- [Dataset content]:
╭──

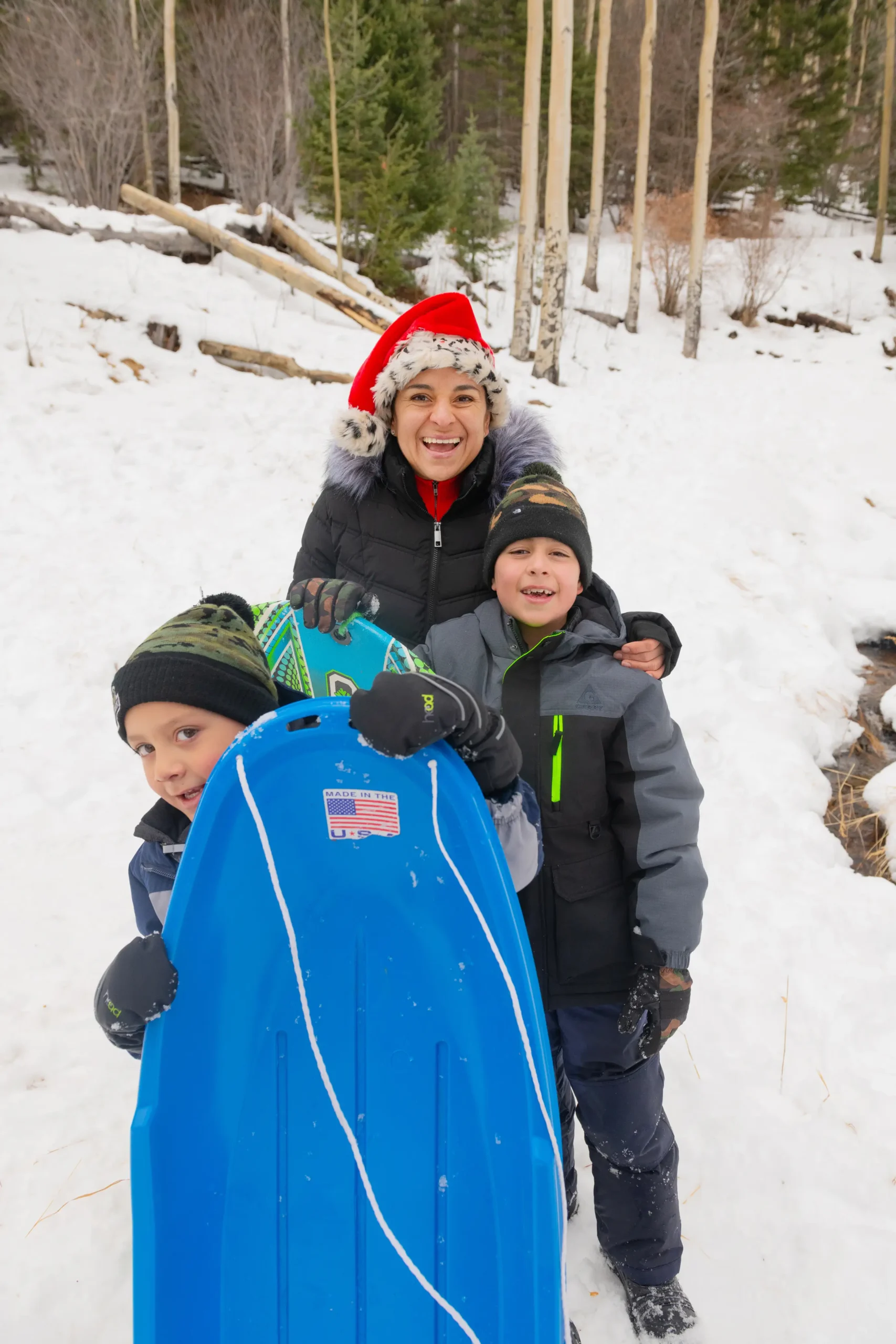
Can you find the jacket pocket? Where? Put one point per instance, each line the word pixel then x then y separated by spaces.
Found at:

╰──
╭──

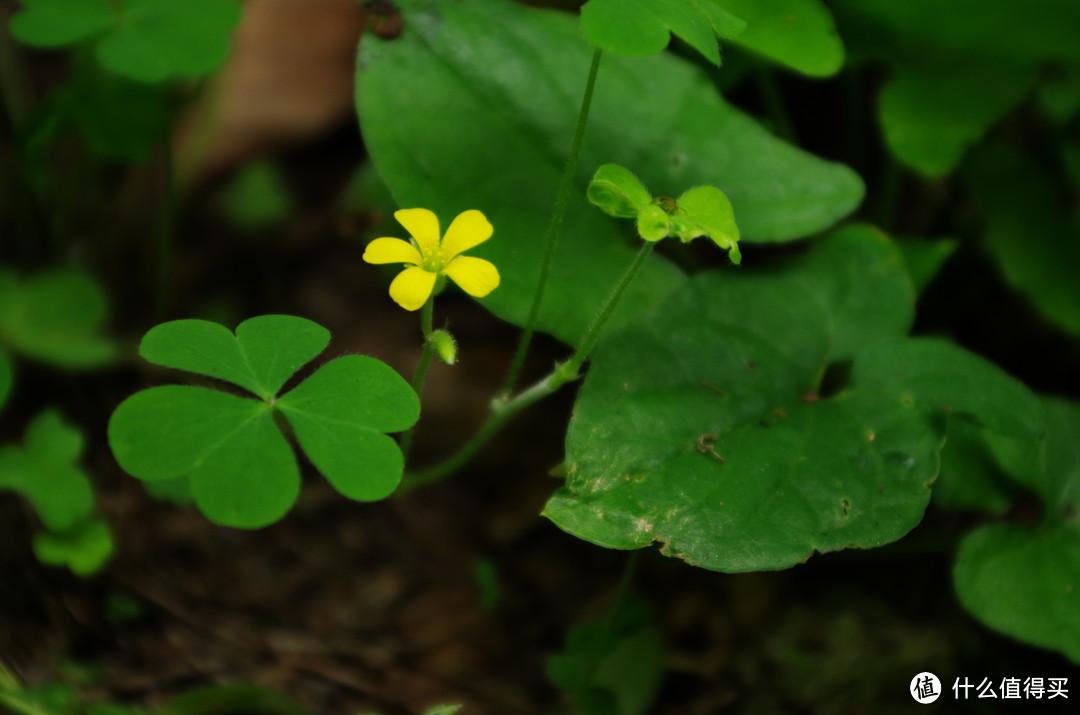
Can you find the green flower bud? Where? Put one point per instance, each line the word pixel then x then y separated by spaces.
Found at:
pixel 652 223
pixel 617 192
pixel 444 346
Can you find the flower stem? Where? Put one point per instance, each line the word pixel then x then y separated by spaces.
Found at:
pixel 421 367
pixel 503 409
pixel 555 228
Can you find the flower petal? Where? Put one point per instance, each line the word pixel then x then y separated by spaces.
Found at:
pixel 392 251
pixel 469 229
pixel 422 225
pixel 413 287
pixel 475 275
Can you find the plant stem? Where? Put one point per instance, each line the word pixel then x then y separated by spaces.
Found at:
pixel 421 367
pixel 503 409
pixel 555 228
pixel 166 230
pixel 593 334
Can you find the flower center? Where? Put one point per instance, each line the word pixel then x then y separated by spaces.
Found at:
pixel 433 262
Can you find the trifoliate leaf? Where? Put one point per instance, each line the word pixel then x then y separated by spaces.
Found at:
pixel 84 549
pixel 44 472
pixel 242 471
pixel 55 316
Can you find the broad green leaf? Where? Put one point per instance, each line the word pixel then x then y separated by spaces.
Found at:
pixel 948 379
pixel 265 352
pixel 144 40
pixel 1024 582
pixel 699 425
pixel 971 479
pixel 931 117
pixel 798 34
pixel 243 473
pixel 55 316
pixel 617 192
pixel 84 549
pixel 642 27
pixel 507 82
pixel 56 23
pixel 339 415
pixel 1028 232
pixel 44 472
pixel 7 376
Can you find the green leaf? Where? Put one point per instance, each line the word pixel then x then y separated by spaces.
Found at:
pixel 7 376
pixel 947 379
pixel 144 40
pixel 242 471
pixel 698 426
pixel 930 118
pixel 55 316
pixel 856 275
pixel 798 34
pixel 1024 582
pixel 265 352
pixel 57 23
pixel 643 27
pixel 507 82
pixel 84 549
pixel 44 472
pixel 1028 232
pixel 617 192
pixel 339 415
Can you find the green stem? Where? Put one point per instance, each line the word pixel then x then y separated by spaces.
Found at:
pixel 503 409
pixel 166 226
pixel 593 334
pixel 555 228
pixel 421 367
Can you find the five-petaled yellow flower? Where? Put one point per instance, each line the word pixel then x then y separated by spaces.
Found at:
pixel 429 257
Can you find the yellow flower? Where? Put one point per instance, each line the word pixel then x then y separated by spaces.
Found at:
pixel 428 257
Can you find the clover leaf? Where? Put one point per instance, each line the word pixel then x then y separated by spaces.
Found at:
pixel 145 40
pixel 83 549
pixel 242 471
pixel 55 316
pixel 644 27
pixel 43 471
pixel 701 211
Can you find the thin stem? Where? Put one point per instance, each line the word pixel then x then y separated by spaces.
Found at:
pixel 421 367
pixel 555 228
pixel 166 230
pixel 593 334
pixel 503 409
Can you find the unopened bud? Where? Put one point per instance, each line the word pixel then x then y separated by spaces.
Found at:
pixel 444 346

╰──

- [Problem statement]:
Using the listing, filter for "yellow" and return the matching lines.

- [Solution to the problem]:
Can you find the five-petaled yellow flower? Where? Put one point per instance, each line the word pixel then x then y separated by spaces.
Can you find the yellow flower? Where? Put one point per instance, each line the word pixel then x then y separated by spaces.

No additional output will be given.